▶ Problem description
Copy every line of the listing below word for word, leaving out the pictures.

Records

## Start

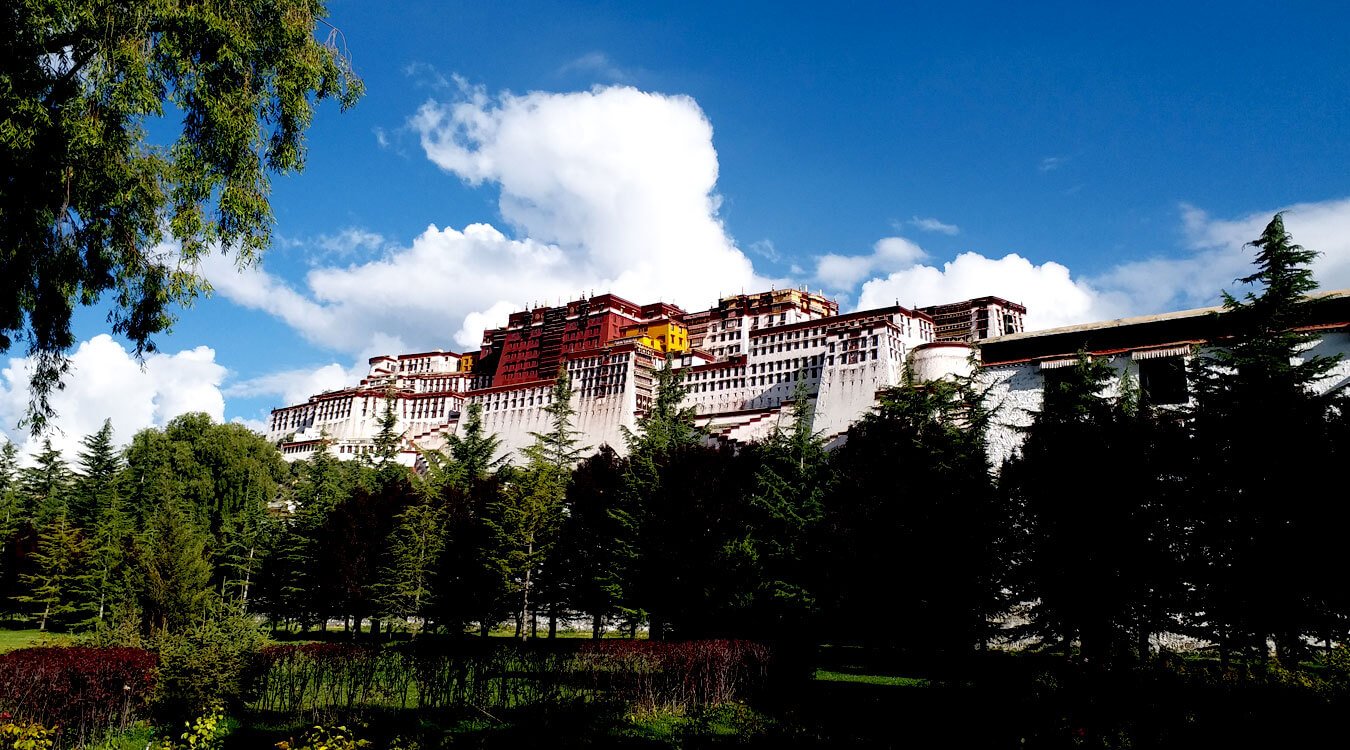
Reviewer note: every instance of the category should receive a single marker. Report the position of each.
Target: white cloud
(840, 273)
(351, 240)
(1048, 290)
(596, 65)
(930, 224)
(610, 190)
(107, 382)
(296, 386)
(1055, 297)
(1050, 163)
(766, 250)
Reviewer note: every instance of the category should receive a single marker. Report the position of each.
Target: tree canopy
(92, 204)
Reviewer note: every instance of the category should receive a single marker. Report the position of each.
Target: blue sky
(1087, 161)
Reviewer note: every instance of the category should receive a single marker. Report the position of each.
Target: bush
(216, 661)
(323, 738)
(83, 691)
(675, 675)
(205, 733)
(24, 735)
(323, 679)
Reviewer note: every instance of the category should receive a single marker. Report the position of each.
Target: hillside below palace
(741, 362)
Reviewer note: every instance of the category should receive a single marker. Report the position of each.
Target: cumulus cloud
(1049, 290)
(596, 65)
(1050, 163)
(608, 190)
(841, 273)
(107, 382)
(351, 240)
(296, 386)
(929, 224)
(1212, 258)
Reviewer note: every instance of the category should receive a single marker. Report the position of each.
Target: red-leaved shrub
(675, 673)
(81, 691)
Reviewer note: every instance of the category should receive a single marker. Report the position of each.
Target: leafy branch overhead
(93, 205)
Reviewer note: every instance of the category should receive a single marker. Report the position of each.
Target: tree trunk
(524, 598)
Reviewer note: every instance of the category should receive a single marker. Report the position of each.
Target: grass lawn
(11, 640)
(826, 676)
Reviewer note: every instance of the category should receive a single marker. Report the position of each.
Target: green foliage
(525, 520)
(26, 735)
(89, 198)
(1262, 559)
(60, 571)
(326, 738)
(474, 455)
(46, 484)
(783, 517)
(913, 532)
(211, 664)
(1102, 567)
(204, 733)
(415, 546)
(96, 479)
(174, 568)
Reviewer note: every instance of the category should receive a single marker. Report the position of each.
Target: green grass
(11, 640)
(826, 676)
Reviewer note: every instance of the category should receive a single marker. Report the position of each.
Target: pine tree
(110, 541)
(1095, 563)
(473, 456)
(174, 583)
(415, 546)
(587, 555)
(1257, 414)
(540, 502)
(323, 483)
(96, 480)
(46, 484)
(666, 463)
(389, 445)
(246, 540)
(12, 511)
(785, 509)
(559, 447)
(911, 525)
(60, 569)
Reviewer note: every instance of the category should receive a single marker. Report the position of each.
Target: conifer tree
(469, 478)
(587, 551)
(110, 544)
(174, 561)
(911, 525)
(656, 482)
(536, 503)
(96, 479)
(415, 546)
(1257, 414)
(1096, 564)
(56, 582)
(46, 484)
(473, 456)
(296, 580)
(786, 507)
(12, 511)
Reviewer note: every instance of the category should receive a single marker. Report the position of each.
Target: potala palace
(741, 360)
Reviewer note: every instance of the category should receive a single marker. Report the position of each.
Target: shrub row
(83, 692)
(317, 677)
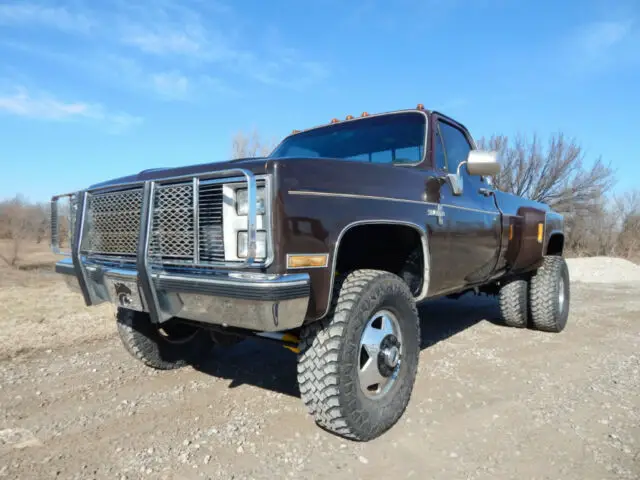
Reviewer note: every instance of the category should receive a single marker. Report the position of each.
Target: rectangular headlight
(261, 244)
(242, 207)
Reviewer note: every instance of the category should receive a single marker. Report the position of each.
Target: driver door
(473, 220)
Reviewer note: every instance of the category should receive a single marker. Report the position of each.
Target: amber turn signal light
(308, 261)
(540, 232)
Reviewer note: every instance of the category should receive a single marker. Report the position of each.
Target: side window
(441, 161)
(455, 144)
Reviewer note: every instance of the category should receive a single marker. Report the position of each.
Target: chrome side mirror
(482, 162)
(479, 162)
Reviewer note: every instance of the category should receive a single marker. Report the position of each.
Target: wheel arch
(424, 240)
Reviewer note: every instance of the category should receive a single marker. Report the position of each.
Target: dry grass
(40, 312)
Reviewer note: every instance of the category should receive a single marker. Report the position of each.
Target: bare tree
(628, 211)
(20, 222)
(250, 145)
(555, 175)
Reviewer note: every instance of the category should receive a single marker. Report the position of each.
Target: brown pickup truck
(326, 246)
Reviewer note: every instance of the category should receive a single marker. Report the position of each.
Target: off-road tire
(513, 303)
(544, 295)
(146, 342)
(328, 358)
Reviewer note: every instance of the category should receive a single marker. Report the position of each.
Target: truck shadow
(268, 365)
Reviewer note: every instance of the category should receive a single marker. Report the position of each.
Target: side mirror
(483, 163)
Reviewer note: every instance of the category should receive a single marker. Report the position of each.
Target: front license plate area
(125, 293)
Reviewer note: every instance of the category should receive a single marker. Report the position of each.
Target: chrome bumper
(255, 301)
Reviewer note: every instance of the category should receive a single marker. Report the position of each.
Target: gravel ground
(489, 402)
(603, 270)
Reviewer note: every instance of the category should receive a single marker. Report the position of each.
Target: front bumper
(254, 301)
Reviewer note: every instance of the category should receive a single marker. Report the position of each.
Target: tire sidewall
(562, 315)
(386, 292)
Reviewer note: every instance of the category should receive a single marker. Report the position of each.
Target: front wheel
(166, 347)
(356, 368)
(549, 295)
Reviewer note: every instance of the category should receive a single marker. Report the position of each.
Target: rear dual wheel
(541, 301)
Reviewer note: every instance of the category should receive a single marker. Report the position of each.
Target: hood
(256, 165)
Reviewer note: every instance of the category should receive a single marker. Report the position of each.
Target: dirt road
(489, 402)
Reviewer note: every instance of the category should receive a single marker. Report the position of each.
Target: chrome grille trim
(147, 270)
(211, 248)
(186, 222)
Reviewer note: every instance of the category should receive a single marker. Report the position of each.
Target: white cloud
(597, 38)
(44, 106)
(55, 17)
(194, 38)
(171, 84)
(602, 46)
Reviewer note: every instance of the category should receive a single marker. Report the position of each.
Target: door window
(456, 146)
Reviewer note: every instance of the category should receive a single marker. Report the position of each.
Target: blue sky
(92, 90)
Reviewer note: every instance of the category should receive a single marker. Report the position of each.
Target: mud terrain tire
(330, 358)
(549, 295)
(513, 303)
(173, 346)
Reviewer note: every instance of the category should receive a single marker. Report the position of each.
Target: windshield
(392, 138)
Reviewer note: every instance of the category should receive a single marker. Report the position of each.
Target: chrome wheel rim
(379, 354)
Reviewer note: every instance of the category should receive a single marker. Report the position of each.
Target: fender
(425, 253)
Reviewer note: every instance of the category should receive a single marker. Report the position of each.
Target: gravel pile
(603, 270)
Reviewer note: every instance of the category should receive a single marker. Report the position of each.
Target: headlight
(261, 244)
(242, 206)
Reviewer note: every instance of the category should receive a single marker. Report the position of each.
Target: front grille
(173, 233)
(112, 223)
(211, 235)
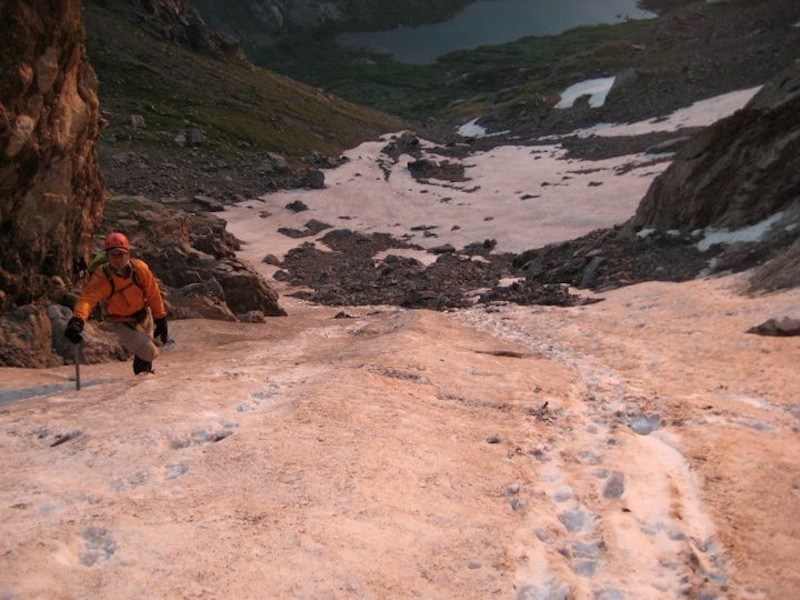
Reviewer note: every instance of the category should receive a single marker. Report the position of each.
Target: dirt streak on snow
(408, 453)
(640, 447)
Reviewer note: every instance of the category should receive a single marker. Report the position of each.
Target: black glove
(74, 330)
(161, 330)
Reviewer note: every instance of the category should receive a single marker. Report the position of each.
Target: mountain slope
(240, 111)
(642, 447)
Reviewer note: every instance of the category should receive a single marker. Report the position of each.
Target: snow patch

## End

▶ Solution
Reviewer note: every instance of the category should receive a single marker. Report the position of each.
Target: white cloud
(840, 273)
(351, 240)
(1048, 290)
(596, 65)
(930, 224)
(610, 190)
(107, 382)
(296, 386)
(1055, 297)
(1050, 163)
(766, 250)
Reviewer note: every instance of the category should receive a single marker. Report the position of each.
Target: tree canopy
(92, 204)
Reviewer note: every instance of the category should receive a single marker. Report the position of each.
Target: blue sky
(1087, 161)
Reviewer note: every instance of the category should receive a single marker. Report the position of each.
Target: bush
(216, 661)
(323, 738)
(83, 691)
(675, 675)
(205, 733)
(24, 735)
(323, 679)
Reviewer note: every instance of the category should receive a single marker. Report the position of each.
Target: hillside below palace
(741, 362)
Reviewer note: every instance of the category should receive a single marker. Report the position of each.
Target: cumulus cloud
(1049, 290)
(596, 65)
(1050, 163)
(608, 190)
(841, 273)
(107, 382)
(351, 240)
(296, 386)
(929, 224)
(1212, 258)
Reviewer note: every instance of the category should receive a single marker. Report the position of each.
Target: red-leaved shrub
(675, 673)
(81, 691)
Reviewer note: every instance of the category should receive a single marker. Report the position of each.
Target: leafy branch overhead
(93, 205)
Reviewer note: every instance of the category should receive a single marker. Report the position of each.
Target: tree trunk
(524, 598)
Reviewer note: every instance of the category should receive a single marker. Report the position of each.
Target: grass lawn
(11, 640)
(826, 676)
Reviewer note: every instance of the category should receive a single marker. Report the position of each.
Target: green foliage
(525, 520)
(26, 735)
(89, 198)
(1262, 559)
(60, 571)
(326, 738)
(474, 455)
(46, 484)
(783, 517)
(913, 532)
(211, 664)
(1102, 567)
(204, 733)
(415, 546)
(96, 479)
(174, 568)
Reviewer note: every instance of the category should receive a single marker. Report the position of each.
Target: green grass
(11, 640)
(826, 676)
Reviewer note: every instance of the category should receive a single marker. Report the position of each.
Target: pine tree
(110, 541)
(1095, 563)
(473, 456)
(174, 583)
(415, 546)
(587, 555)
(1257, 414)
(540, 502)
(323, 483)
(96, 480)
(46, 484)
(666, 463)
(389, 445)
(246, 540)
(12, 511)
(785, 509)
(559, 447)
(911, 525)
(60, 569)
Reviewer note: every instance of the category should receive a single marker. Report the position of each.
Target: conifer tree
(469, 478)
(587, 551)
(110, 544)
(174, 561)
(911, 525)
(656, 482)
(536, 503)
(96, 479)
(415, 546)
(1257, 414)
(1096, 564)
(56, 582)
(46, 484)
(473, 456)
(296, 580)
(786, 507)
(12, 511)
Reviewer note: every instance of the category should receive a single marker. Report the position of each.
Target: potala palace
(741, 360)
Reviewer note: every instance of the category should receive a single marker. Report the position of each.
Target: shrub row
(83, 692)
(317, 677)
Reviewer note: every instance of the category should receive a single marker. Report the position of each.
Target: rectangular headlight
(261, 244)
(242, 207)
Reviewer note: every instance of the category should receive a single marker. Report the position of each.
Target: driver door
(473, 220)
Reviewer note: every instance of the category should receive a single marker. Report the position of each.
Target: amber turn signal light
(308, 261)
(540, 232)
Reviewer note: every instance of the category should receive a single marker. Report the position of each.
Target: side window
(441, 161)
(455, 144)
Reviewer note: every instance of the category should receive a single marker. Report the position of each.
Target: chrome side mirror
(482, 162)
(479, 162)
Reviewer note: every instance of the category should receive a single marker. Report the position of each.
Target: wheel arch
(424, 240)
Reviewer note: every instance of the category should receive a single marker. Report the position of each.
Target: dry grass
(40, 312)
Reviewer note: every instance of the category should receive a single marker. Report the position of each.
Target: bare tree
(628, 211)
(20, 222)
(250, 145)
(555, 175)
Reviewer note: every instance of the category should receive a single marker. Report the position of each.
Target: brown pickup truck
(326, 246)
Reviewer note: every instance of the category should receive a single marker. Report the position of each.
Target: off-road tire
(513, 303)
(544, 295)
(146, 342)
(328, 358)
Reviewer note: every instance of the category should receive a single marker. Report the position of each.
Target: truck shadow
(268, 365)
Reviewer note: every instance of the category should receive a single marker. Report the position of each.
Target: side mirror
(483, 163)
Reviewer note: every instance of the category should receive a single marker. Report the position of each.
Target: front license plate area
(125, 293)
Reviewer note: every instance of the category should receive a single marker. Report the position of each.
Target: chrome bumper
(255, 301)
Reviewer note: every instance of the category should receive a single marker. Report the position of each.
Target: gravel ground
(489, 402)
(603, 270)
Reviewer note: every instance of the category should receive a single marker. Report the position of each.
Target: front bumper
(254, 301)
Reviewer note: every instance of the category should receive a single marker. Report the position of each.
Target: tire sidewall
(562, 315)
(386, 292)
Reviewer note: every instance of the category should receive a single marker. Report the position of each.
Target: front wheel
(166, 347)
(356, 368)
(549, 295)
Reviewer note: every instance of the category should receive a single marker. Report the position of each.
Target: rear dual wheel
(541, 301)
Reviewer note: every instance of the category should receive a single marker. Report the position of each.
Target: hood
(256, 165)
Reviewer note: every instance of the category should receive a single marker. Report the position of each.
Target: dirt road
(489, 402)
Reviewer note: every instance of the category should receive a single marker. Report the position of each.
Target: chrome grille trim
(147, 270)
(211, 248)
(186, 222)
Reviewer note: every instance of the category should receive a single marker. Report the position of each.
Target: white cloud
(597, 38)
(44, 106)
(55, 17)
(194, 38)
(171, 84)
(602, 46)
Reviewer note: every instance of the category should receive a single marker. Report the position of each.
Target: door window
(456, 146)
Reviewer note: every instance of the category should receive a single marker. Report the position of each.
Target: blue sky
(92, 90)
Reviewer note: every instance of the category should receive a single marker. Report the position of each.
Target: mud terrain tire
(330, 358)
(549, 295)
(513, 303)
(173, 346)
Reviewer note: every instance of the category should receive a single marker. Report the position of each.
Target: windshield
(392, 138)
Reviewer note: every instance of the category should receive a single marker. Report the position of each.
Target: chrome wheel rim
(379, 354)
Reviewer note: every instance of the category should receive a single marker. Report the position of each.
Target: fender
(425, 253)
Reviewer note: every instance of the category should receive a single marker. Report the position of each.
Target: gravel pile
(603, 270)
Reviewer note: every instance of the category should receive a single marker. Report the position of each.
Target: headlight
(261, 244)
(242, 206)
Reviewer note: every instance of the category should receive a single marker. Report the position of each.
Target: front grille
(173, 233)
(112, 223)
(211, 235)
Reviewer note: every instance of the category should receive a single marker. Report the position of each.
Target: dirt streak on snow
(408, 453)
(640, 447)
Reviewer note: every instance of the category should receive a single marker. Report the position of each.
Target: black glove
(74, 330)
(161, 330)
Reviewer note: every instance of the category should receive a single marker. Report the position of each.
Target: mountain slope
(240, 111)
(642, 447)
Reviewer note: every instance of the category should receive a single marker. Report the position of each.
Target: snow patch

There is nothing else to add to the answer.